## TÂCHE ÉNONCÉE A:
Répondez aux questions suivantes à partir du passage sur la circulaire de Turgot.
(i) À qui Turgot adressa-t-il sa circulaire du 18 octobre ?
(ii) Selon le passage, en quel mois commençait l'année financière ?
(iii) À quoi, d'après Turgot, les administrateurs des finances doivent-ils uniquement s'appliquer ?

┄┄┄┄┄┄┄┄┄┄

Le 18 octobre, Turgot adressa aux intendants une circulaire sur la confection des rôles des vingtièmes pour l'année 1776 (c'est en octobre en effet que commençait l'année financière). Il les priait de recommander au directeur et aux contrôleurs des vingtièmes de leur généralité la plus scrupuleuse exactitude, l'impartialité la plus absolue dans la répartition de l'impôt. « Je ne puis trop vous le répéter, disait-il, en s'efforçant de modérer leur zèle fiscal, il ne faut point s'occuper d'augmentation sur les vingtièmes; le roi [en] fait à son peuple le sacrifice... Il faut que [les administrateurs des finances s'appliquent] uniquement..... à établir une juste proportion entre les contribuables. Ne travaillant que pour le bonheur et la tranquillité des peuples, ils ont droit de prétendre à toute leur estime et à leur confiance (2). »

┄┄┄┄┄┄┄┄┄┄

## TÂCHE ÉNONCÉE B:
Repérez parmi les lignes ci-dessous toutes celles qui contiennent la chaîne « green », puis recopiez-les.

(Entrées de localisation)

┄┄┄┄┄┄┄┄┄┄

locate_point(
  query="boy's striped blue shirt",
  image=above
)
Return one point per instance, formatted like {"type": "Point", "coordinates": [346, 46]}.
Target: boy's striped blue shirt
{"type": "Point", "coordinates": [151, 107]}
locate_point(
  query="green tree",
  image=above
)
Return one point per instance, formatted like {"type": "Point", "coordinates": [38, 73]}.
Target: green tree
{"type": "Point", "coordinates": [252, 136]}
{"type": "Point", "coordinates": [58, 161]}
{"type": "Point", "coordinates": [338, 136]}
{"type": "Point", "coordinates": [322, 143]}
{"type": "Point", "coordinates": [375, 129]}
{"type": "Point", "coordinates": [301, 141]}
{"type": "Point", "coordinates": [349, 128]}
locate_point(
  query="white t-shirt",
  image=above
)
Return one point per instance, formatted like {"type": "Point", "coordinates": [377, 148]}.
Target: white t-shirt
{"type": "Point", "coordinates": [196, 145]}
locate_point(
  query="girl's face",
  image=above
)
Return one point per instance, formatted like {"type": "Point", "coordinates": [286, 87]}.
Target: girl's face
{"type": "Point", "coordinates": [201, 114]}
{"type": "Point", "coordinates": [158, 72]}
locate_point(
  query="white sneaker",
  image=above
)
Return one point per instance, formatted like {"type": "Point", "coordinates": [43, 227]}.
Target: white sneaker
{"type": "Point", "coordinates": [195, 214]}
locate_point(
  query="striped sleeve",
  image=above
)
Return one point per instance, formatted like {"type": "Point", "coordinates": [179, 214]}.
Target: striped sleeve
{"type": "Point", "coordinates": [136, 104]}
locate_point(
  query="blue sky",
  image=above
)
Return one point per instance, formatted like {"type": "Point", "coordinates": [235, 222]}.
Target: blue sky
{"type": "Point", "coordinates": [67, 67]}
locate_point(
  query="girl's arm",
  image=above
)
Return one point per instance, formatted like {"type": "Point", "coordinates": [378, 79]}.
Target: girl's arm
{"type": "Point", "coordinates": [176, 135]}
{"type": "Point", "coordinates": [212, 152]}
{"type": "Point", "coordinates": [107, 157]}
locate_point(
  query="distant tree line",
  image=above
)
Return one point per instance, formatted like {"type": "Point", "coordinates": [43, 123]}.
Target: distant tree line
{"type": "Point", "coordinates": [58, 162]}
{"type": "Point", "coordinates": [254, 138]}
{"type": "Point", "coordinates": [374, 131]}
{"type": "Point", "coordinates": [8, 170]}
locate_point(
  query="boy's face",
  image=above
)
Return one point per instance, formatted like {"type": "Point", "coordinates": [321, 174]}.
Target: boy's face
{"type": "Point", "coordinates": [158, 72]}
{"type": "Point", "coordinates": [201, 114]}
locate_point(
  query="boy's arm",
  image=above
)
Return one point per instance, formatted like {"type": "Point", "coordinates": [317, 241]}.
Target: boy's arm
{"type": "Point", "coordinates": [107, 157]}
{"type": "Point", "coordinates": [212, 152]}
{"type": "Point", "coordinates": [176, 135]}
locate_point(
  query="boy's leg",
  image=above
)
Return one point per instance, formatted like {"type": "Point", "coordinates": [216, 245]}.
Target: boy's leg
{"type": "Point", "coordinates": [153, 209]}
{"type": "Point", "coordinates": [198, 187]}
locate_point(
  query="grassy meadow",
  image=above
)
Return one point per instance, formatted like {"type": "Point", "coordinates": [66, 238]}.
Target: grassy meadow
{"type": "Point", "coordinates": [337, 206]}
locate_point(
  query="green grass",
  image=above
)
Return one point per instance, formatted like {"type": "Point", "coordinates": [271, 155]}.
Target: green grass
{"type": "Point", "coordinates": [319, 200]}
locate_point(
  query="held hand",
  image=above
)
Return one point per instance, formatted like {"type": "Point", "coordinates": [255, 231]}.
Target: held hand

┄┄┄┄┄┄┄┄┄┄

## RÉPONSE COMPLÈTE A:
(i) Aux intendants.
(ii) En octobre.
(iii) À établir une juste proportion entre les contribuables.

## RÉPONSE COMPLÈTE B:
  query="green tree",
Target: green tree
  query="green grass",
Target: green grass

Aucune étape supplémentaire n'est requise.